EXERCISE AIM – Gather every line from the entries below that includes "dead".

DATA –
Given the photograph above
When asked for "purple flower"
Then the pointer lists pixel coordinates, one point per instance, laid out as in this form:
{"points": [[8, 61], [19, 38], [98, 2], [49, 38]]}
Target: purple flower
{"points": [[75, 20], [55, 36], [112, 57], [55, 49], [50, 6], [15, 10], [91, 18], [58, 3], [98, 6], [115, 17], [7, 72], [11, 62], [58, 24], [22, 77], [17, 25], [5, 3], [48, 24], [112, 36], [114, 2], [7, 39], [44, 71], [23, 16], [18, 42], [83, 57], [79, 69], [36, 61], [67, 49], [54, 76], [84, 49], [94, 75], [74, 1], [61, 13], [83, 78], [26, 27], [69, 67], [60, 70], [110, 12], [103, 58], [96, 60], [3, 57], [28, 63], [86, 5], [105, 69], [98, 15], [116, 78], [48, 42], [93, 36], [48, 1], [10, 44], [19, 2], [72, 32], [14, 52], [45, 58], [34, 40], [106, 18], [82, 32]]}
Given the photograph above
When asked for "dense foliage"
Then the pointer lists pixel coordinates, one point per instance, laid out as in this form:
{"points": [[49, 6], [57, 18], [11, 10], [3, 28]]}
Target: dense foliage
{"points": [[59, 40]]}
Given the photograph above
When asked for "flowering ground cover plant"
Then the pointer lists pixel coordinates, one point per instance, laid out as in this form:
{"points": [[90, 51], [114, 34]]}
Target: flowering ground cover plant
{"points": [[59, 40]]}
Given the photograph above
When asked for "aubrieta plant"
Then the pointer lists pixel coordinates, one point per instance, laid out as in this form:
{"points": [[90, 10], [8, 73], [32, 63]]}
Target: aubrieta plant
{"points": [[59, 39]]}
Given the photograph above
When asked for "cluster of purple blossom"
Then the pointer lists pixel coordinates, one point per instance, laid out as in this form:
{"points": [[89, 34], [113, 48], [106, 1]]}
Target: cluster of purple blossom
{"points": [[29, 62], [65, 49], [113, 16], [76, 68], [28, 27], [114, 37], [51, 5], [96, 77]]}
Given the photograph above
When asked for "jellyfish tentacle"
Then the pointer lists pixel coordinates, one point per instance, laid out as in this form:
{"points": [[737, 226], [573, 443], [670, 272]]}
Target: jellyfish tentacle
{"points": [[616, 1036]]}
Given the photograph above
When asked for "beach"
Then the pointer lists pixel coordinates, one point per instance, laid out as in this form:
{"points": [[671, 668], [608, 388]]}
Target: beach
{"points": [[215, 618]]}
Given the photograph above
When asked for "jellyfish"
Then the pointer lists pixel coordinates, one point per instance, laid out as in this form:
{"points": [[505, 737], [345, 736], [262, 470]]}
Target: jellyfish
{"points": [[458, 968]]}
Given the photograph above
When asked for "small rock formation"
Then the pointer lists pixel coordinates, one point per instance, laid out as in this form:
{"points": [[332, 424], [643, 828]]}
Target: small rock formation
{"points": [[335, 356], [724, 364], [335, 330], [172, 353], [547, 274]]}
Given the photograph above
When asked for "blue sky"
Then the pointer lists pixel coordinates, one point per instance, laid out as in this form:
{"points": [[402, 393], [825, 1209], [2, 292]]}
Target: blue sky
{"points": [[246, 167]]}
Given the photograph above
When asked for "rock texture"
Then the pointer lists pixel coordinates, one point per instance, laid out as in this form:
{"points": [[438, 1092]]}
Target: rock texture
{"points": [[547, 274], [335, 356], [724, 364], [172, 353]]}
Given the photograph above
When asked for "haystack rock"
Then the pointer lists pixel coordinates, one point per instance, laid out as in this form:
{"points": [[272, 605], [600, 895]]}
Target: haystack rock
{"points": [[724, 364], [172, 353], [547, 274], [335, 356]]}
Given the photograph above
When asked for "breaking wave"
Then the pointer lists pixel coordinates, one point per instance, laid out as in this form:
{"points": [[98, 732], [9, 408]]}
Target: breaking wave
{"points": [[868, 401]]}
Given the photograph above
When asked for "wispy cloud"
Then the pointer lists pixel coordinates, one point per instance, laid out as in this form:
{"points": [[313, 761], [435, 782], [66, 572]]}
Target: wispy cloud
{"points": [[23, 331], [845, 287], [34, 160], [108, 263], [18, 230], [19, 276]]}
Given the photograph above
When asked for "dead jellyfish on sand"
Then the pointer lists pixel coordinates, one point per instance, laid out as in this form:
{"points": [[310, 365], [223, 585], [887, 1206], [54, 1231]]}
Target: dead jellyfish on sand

COMPLETED EXERCISE –
When asked for "dead jellyfish on sand"
Target: dead jellyfish on sand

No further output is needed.